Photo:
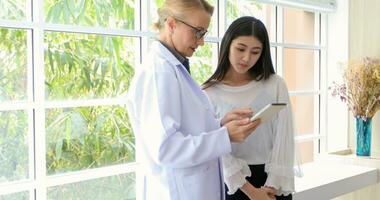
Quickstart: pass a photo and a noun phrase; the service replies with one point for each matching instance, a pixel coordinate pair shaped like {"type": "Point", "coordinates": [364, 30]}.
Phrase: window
{"type": "Point", "coordinates": [66, 67]}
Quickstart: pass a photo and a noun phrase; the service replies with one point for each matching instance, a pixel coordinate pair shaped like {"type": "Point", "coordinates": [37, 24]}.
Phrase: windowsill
{"type": "Point", "coordinates": [331, 176]}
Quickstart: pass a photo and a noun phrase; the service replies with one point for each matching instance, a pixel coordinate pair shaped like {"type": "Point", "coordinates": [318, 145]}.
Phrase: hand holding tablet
{"type": "Point", "coordinates": [268, 111]}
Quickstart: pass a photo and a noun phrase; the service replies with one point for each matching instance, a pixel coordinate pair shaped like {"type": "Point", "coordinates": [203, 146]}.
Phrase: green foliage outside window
{"type": "Point", "coordinates": [12, 9]}
{"type": "Point", "coordinates": [15, 196]}
{"type": "Point", "coordinates": [13, 146]}
{"type": "Point", "coordinates": [104, 13]}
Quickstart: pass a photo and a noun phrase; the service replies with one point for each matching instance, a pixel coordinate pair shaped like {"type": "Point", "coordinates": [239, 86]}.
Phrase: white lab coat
{"type": "Point", "coordinates": [181, 139]}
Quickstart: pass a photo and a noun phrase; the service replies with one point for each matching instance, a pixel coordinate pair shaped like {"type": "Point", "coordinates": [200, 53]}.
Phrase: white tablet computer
{"type": "Point", "coordinates": [268, 111]}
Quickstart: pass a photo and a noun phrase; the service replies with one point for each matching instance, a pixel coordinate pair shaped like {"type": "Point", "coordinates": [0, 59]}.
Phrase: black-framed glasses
{"type": "Point", "coordinates": [199, 33]}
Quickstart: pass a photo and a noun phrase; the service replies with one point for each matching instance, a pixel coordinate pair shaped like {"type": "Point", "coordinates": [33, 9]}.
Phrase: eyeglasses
{"type": "Point", "coordinates": [199, 33]}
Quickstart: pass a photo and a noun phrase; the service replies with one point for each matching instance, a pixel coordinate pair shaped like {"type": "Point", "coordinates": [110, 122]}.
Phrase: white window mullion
{"type": "Point", "coordinates": [222, 18]}
{"type": "Point", "coordinates": [39, 98]}
{"type": "Point", "coordinates": [323, 83]}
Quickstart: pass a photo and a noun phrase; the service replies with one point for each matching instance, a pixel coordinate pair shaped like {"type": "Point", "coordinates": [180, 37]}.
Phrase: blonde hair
{"type": "Point", "coordinates": [178, 8]}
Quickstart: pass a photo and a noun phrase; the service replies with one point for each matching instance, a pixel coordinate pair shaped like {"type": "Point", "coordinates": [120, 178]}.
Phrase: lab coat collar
{"type": "Point", "coordinates": [163, 52]}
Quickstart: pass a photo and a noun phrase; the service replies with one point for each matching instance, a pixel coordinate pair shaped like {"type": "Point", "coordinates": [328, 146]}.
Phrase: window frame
{"type": "Point", "coordinates": [36, 105]}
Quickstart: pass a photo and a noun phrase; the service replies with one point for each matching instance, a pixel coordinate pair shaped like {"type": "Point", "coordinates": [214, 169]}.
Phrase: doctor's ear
{"type": "Point", "coordinates": [171, 23]}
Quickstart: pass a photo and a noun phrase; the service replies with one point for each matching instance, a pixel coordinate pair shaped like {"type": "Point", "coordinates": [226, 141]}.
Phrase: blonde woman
{"type": "Point", "coordinates": [171, 116]}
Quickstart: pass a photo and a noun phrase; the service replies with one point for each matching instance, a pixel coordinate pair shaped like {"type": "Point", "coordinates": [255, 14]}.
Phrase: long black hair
{"type": "Point", "coordinates": [244, 26]}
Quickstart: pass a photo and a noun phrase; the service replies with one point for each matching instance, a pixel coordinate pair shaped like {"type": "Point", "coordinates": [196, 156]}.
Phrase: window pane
{"type": "Point", "coordinates": [114, 187]}
{"type": "Point", "coordinates": [15, 196]}
{"type": "Point", "coordinates": [306, 149]}
{"type": "Point", "coordinates": [80, 66]}
{"type": "Point", "coordinates": [299, 69]}
{"type": "Point", "coordinates": [264, 12]}
{"type": "Point", "coordinates": [13, 9]}
{"type": "Point", "coordinates": [212, 29]}
{"type": "Point", "coordinates": [13, 64]}
{"type": "Point", "coordinates": [87, 137]}
{"type": "Point", "coordinates": [299, 26]}
{"type": "Point", "coordinates": [204, 62]}
{"type": "Point", "coordinates": [107, 13]}
{"type": "Point", "coordinates": [303, 113]}
{"type": "Point", "coordinates": [13, 146]}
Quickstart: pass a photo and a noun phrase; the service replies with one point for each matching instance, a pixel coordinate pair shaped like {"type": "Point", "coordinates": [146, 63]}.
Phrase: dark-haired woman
{"type": "Point", "coordinates": [245, 77]}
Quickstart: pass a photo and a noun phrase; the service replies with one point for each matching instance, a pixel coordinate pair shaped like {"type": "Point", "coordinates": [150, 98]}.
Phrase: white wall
{"type": "Point", "coordinates": [364, 40]}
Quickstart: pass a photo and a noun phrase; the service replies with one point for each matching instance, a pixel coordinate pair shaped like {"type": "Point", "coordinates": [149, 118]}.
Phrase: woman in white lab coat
{"type": "Point", "coordinates": [244, 77]}
{"type": "Point", "coordinates": [181, 140]}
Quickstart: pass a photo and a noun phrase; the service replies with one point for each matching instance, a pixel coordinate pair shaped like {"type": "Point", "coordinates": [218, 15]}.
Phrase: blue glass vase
{"type": "Point", "coordinates": [363, 136]}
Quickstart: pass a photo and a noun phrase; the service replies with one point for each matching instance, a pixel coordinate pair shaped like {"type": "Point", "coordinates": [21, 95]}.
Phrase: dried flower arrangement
{"type": "Point", "coordinates": [360, 89]}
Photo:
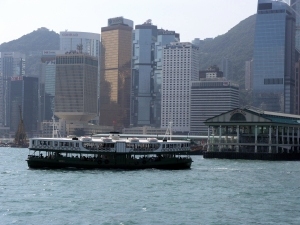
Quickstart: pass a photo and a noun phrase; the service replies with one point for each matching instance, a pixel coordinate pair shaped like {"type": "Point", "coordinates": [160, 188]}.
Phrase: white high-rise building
{"type": "Point", "coordinates": [180, 67]}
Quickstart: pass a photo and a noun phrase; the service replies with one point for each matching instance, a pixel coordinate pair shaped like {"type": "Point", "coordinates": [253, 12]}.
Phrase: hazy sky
{"type": "Point", "coordinates": [190, 18]}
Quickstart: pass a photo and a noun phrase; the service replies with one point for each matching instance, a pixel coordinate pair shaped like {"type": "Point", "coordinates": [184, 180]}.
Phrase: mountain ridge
{"type": "Point", "coordinates": [236, 45]}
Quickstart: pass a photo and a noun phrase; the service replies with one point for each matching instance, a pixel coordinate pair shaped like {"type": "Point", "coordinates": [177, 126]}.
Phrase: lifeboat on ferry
{"type": "Point", "coordinates": [86, 138]}
{"type": "Point", "coordinates": [106, 139]}
{"type": "Point", "coordinates": [134, 140]}
{"type": "Point", "coordinates": [152, 139]}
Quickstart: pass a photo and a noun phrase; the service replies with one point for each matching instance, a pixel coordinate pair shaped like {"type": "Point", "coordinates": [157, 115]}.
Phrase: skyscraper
{"type": "Point", "coordinates": [85, 42]}
{"type": "Point", "coordinates": [211, 96]}
{"type": "Point", "coordinates": [248, 75]}
{"type": "Point", "coordinates": [75, 87]}
{"type": "Point", "coordinates": [12, 64]}
{"type": "Point", "coordinates": [115, 75]}
{"type": "Point", "coordinates": [47, 84]}
{"type": "Point", "coordinates": [147, 73]}
{"type": "Point", "coordinates": [24, 94]}
{"type": "Point", "coordinates": [274, 57]}
{"type": "Point", "coordinates": [180, 67]}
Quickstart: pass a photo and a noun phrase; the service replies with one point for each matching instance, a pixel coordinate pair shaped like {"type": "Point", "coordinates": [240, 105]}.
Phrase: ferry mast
{"type": "Point", "coordinates": [20, 136]}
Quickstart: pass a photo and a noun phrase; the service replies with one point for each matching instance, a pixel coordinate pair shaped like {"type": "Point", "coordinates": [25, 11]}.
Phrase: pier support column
{"type": "Point", "coordinates": [238, 138]}
{"type": "Point", "coordinates": [293, 139]}
{"type": "Point", "coordinates": [282, 137]}
{"type": "Point", "coordinates": [255, 133]}
{"type": "Point", "coordinates": [298, 137]}
{"type": "Point", "coordinates": [220, 136]}
{"type": "Point", "coordinates": [288, 138]}
{"type": "Point", "coordinates": [270, 139]}
{"type": "Point", "coordinates": [208, 139]}
{"type": "Point", "coordinates": [277, 139]}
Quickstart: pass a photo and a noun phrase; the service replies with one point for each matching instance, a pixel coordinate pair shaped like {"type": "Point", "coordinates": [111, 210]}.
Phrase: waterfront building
{"type": "Point", "coordinates": [225, 68]}
{"type": "Point", "coordinates": [115, 75]}
{"type": "Point", "coordinates": [210, 96]}
{"type": "Point", "coordinates": [249, 133]}
{"type": "Point", "coordinates": [12, 64]}
{"type": "Point", "coordinates": [248, 75]}
{"type": "Point", "coordinates": [147, 72]}
{"type": "Point", "coordinates": [24, 96]}
{"type": "Point", "coordinates": [274, 57]}
{"type": "Point", "coordinates": [180, 67]}
{"type": "Point", "coordinates": [75, 87]}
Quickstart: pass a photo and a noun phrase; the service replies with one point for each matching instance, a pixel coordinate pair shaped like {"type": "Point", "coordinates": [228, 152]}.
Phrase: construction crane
{"type": "Point", "coordinates": [20, 136]}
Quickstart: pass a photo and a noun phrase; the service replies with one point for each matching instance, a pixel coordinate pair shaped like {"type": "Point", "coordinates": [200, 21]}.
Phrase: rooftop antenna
{"type": "Point", "coordinates": [169, 131]}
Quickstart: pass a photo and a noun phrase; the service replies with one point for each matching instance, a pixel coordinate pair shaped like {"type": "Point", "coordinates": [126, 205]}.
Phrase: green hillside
{"type": "Point", "coordinates": [236, 45]}
{"type": "Point", "coordinates": [32, 45]}
{"type": "Point", "coordinates": [38, 40]}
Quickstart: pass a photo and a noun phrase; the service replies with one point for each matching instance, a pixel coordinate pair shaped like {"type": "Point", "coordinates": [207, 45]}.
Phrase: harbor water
{"type": "Point", "coordinates": [213, 191]}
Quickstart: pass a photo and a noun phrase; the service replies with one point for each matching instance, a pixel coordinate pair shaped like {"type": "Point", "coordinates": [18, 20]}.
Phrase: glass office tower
{"type": "Point", "coordinates": [115, 73]}
{"type": "Point", "coordinates": [12, 64]}
{"type": "Point", "coordinates": [148, 42]}
{"type": "Point", "coordinates": [24, 94]}
{"type": "Point", "coordinates": [274, 57]}
{"type": "Point", "coordinates": [295, 4]}
{"type": "Point", "coordinates": [76, 87]}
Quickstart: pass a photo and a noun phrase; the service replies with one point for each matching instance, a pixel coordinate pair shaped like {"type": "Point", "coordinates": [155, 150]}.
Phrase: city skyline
{"type": "Point", "coordinates": [205, 18]}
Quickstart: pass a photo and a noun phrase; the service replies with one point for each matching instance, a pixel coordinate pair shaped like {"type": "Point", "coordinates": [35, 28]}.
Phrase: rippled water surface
{"type": "Point", "coordinates": [213, 191]}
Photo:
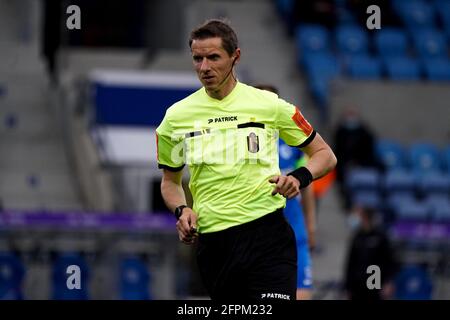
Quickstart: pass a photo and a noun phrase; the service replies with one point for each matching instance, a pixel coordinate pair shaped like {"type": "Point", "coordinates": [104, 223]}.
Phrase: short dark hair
{"type": "Point", "coordinates": [216, 28]}
{"type": "Point", "coordinates": [267, 87]}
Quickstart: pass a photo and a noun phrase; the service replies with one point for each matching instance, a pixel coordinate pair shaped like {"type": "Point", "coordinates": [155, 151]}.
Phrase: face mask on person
{"type": "Point", "coordinates": [353, 221]}
{"type": "Point", "coordinates": [352, 123]}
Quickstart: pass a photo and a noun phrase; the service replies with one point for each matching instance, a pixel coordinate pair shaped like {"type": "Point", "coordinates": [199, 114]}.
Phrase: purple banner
{"type": "Point", "coordinates": [421, 231]}
{"type": "Point", "coordinates": [87, 220]}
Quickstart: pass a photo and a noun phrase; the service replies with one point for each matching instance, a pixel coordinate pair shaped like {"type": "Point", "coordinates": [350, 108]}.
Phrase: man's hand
{"type": "Point", "coordinates": [311, 239]}
{"type": "Point", "coordinates": [187, 226]}
{"type": "Point", "coordinates": [287, 186]}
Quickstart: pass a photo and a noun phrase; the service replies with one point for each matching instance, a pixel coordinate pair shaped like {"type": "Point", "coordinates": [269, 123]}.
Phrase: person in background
{"type": "Point", "coordinates": [227, 133]}
{"type": "Point", "coordinates": [354, 145]}
{"type": "Point", "coordinates": [369, 246]}
{"type": "Point", "coordinates": [300, 213]}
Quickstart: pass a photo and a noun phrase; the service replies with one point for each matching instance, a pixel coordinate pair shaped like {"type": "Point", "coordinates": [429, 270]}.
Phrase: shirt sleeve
{"type": "Point", "coordinates": [169, 147]}
{"type": "Point", "coordinates": [294, 129]}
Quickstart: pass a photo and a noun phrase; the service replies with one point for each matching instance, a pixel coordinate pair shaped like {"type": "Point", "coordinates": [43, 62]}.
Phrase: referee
{"type": "Point", "coordinates": [227, 134]}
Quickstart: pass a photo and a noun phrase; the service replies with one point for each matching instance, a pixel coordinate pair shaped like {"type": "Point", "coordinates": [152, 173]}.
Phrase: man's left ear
{"type": "Point", "coordinates": [237, 56]}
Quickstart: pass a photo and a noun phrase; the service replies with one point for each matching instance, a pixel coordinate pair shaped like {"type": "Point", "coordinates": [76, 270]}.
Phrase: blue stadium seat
{"type": "Point", "coordinates": [321, 69]}
{"type": "Point", "coordinates": [434, 183]}
{"type": "Point", "coordinates": [415, 14]}
{"type": "Point", "coordinates": [429, 43]}
{"type": "Point", "coordinates": [60, 277]}
{"type": "Point", "coordinates": [440, 207]}
{"type": "Point", "coordinates": [399, 180]}
{"type": "Point", "coordinates": [446, 158]}
{"type": "Point", "coordinates": [351, 39]}
{"type": "Point", "coordinates": [402, 68]}
{"type": "Point", "coordinates": [362, 179]}
{"type": "Point", "coordinates": [134, 279]}
{"type": "Point", "coordinates": [413, 283]}
{"type": "Point", "coordinates": [412, 211]}
{"type": "Point", "coordinates": [424, 157]}
{"type": "Point", "coordinates": [436, 69]}
{"type": "Point", "coordinates": [391, 41]}
{"type": "Point", "coordinates": [12, 273]}
{"type": "Point", "coordinates": [442, 8]}
{"type": "Point", "coordinates": [363, 66]}
{"type": "Point", "coordinates": [312, 38]}
{"type": "Point", "coordinates": [390, 154]}
{"type": "Point", "coordinates": [397, 199]}
{"type": "Point", "coordinates": [441, 214]}
{"type": "Point", "coordinates": [371, 199]}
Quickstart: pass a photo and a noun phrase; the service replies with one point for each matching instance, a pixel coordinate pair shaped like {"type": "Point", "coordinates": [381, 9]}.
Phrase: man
{"type": "Point", "coordinates": [227, 133]}
{"type": "Point", "coordinates": [301, 214]}
{"type": "Point", "coordinates": [369, 246]}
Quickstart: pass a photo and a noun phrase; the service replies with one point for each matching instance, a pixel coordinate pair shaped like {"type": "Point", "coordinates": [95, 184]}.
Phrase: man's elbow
{"type": "Point", "coordinates": [332, 160]}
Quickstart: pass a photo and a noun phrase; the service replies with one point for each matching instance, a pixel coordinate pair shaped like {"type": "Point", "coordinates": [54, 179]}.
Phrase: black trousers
{"type": "Point", "coordinates": [253, 261]}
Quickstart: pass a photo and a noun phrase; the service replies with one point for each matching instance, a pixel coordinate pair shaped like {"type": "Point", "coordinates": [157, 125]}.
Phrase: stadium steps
{"type": "Point", "coordinates": [34, 169]}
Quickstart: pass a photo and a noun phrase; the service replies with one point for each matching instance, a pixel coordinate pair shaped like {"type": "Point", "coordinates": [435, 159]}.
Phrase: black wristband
{"type": "Point", "coordinates": [303, 175]}
{"type": "Point", "coordinates": [179, 211]}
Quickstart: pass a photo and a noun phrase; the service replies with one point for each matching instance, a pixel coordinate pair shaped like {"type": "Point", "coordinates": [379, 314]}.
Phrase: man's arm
{"type": "Point", "coordinates": [309, 214]}
{"type": "Point", "coordinates": [321, 158]}
{"type": "Point", "coordinates": [321, 161]}
{"type": "Point", "coordinates": [173, 195]}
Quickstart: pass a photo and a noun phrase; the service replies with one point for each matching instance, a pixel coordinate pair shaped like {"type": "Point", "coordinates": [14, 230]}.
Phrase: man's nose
{"type": "Point", "coordinates": [204, 65]}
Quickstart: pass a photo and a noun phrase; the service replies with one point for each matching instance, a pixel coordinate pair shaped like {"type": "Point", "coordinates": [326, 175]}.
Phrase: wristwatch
{"type": "Point", "coordinates": [179, 211]}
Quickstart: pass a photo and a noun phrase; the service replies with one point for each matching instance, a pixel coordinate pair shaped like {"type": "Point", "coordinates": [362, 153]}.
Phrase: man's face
{"type": "Point", "coordinates": [212, 63]}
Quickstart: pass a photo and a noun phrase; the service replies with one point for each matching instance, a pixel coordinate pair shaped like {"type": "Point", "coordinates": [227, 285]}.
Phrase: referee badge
{"type": "Point", "coordinates": [253, 142]}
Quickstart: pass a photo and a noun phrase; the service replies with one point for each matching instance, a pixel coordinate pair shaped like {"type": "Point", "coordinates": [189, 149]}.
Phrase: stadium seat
{"type": "Point", "coordinates": [364, 67]}
{"type": "Point", "coordinates": [441, 214]}
{"type": "Point", "coordinates": [321, 69]}
{"type": "Point", "coordinates": [440, 207]}
{"type": "Point", "coordinates": [415, 14]}
{"type": "Point", "coordinates": [412, 211]}
{"type": "Point", "coordinates": [390, 154]}
{"type": "Point", "coordinates": [60, 277]}
{"type": "Point", "coordinates": [391, 41]}
{"type": "Point", "coordinates": [362, 179]}
{"type": "Point", "coordinates": [351, 39]}
{"type": "Point", "coordinates": [436, 69]}
{"type": "Point", "coordinates": [399, 180]}
{"type": "Point", "coordinates": [402, 68]}
{"type": "Point", "coordinates": [12, 272]}
{"type": "Point", "coordinates": [134, 279]}
{"type": "Point", "coordinates": [434, 182]}
{"type": "Point", "coordinates": [446, 158]}
{"type": "Point", "coordinates": [397, 199]}
{"type": "Point", "coordinates": [312, 38]}
{"type": "Point", "coordinates": [442, 8]}
{"type": "Point", "coordinates": [371, 199]}
{"type": "Point", "coordinates": [424, 157]}
{"type": "Point", "coordinates": [413, 283]}
{"type": "Point", "coordinates": [429, 43]}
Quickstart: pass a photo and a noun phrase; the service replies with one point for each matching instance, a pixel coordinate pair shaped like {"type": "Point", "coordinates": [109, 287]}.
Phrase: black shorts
{"type": "Point", "coordinates": [255, 260]}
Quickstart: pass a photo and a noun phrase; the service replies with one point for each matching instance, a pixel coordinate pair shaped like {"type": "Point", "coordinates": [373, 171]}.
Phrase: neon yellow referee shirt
{"type": "Point", "coordinates": [231, 149]}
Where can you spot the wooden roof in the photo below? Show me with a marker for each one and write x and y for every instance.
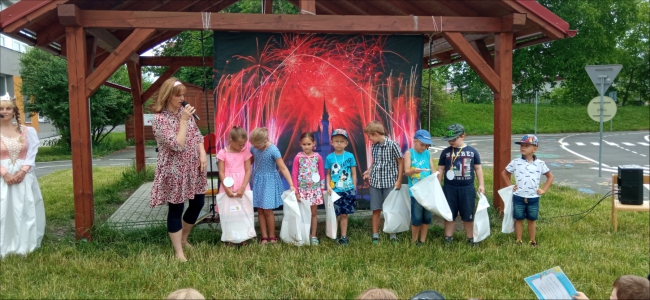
(37, 23)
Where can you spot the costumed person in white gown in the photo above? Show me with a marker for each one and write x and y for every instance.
(22, 214)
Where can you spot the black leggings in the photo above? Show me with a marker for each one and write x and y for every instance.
(191, 214)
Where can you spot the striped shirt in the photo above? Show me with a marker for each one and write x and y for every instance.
(383, 173)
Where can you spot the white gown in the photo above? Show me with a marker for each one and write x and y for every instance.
(22, 214)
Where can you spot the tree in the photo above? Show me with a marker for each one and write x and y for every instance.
(45, 82)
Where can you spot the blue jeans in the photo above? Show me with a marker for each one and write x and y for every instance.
(419, 215)
(525, 208)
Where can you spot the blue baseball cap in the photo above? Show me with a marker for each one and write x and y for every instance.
(340, 131)
(423, 136)
(528, 139)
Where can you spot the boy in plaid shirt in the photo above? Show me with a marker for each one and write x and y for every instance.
(385, 173)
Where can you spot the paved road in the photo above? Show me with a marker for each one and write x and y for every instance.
(572, 157)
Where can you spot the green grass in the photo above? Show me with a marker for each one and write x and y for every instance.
(140, 264)
(478, 119)
(115, 141)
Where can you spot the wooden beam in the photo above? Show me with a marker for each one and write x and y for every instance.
(50, 34)
(267, 7)
(287, 23)
(185, 61)
(474, 59)
(502, 112)
(513, 22)
(82, 172)
(307, 7)
(154, 87)
(135, 77)
(116, 59)
(31, 17)
(117, 86)
(485, 53)
(108, 41)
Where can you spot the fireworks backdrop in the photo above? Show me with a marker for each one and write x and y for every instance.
(295, 83)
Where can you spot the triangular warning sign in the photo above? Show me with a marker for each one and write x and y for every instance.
(609, 72)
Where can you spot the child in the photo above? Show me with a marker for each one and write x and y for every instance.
(234, 163)
(626, 287)
(309, 178)
(419, 163)
(342, 178)
(385, 173)
(267, 186)
(525, 199)
(457, 165)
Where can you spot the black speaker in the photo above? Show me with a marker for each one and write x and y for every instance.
(630, 184)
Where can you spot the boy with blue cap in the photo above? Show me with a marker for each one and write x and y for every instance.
(419, 163)
(528, 170)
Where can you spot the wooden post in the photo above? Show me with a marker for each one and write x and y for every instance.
(502, 111)
(135, 77)
(82, 173)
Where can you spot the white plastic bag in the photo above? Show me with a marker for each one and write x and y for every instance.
(481, 219)
(292, 230)
(237, 217)
(428, 192)
(331, 227)
(508, 225)
(397, 211)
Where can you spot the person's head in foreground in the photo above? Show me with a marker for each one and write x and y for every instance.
(375, 293)
(185, 294)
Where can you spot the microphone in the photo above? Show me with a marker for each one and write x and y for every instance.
(195, 116)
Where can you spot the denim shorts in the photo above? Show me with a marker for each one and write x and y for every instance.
(419, 215)
(346, 204)
(525, 208)
(462, 200)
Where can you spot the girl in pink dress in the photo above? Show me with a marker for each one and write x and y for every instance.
(309, 178)
(181, 164)
(234, 164)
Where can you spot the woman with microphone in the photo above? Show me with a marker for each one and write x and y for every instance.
(181, 166)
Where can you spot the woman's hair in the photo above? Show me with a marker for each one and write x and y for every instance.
(12, 103)
(308, 135)
(185, 294)
(375, 293)
(373, 127)
(237, 133)
(632, 287)
(259, 135)
(171, 87)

***

Prompt: Copy only the stretch running from the line containing "Where can you spot the white plastic" to the final line of the entries, both ends included, exactly as it stands.

Result:
Where can you spot the white plastic bag in the photo above? Show me with a marker for each one and write x and y for every instance.
(481, 219)
(292, 230)
(237, 217)
(428, 192)
(331, 227)
(508, 225)
(397, 211)
Where can you spot the person's head in foreground in the photo above? Show me with a marker for each one and write x and y for every instance.
(375, 293)
(185, 294)
Where can you spot the microphone in the photo above? Show me with a marker for each one and write x and y for every instance.
(195, 116)
Where can you spot the denim shorts in the photo above? Show me with a marker for each one and write x and y for every instance.
(419, 215)
(346, 204)
(525, 208)
(462, 200)
Where can you spot the girl in pink dress in the photo above? Show me with a marker for each one and write x and y for every instance.
(309, 178)
(181, 164)
(234, 164)
Where can you spot the woman with microphone in the photo above? Show me with a marker for each one and write x and y for every instance.
(181, 166)
Where can you spot the woman's hair in the photo above? Show me with a marker for each one and write x and y for every instance.
(12, 103)
(308, 135)
(185, 294)
(375, 293)
(373, 127)
(237, 133)
(632, 287)
(259, 135)
(171, 87)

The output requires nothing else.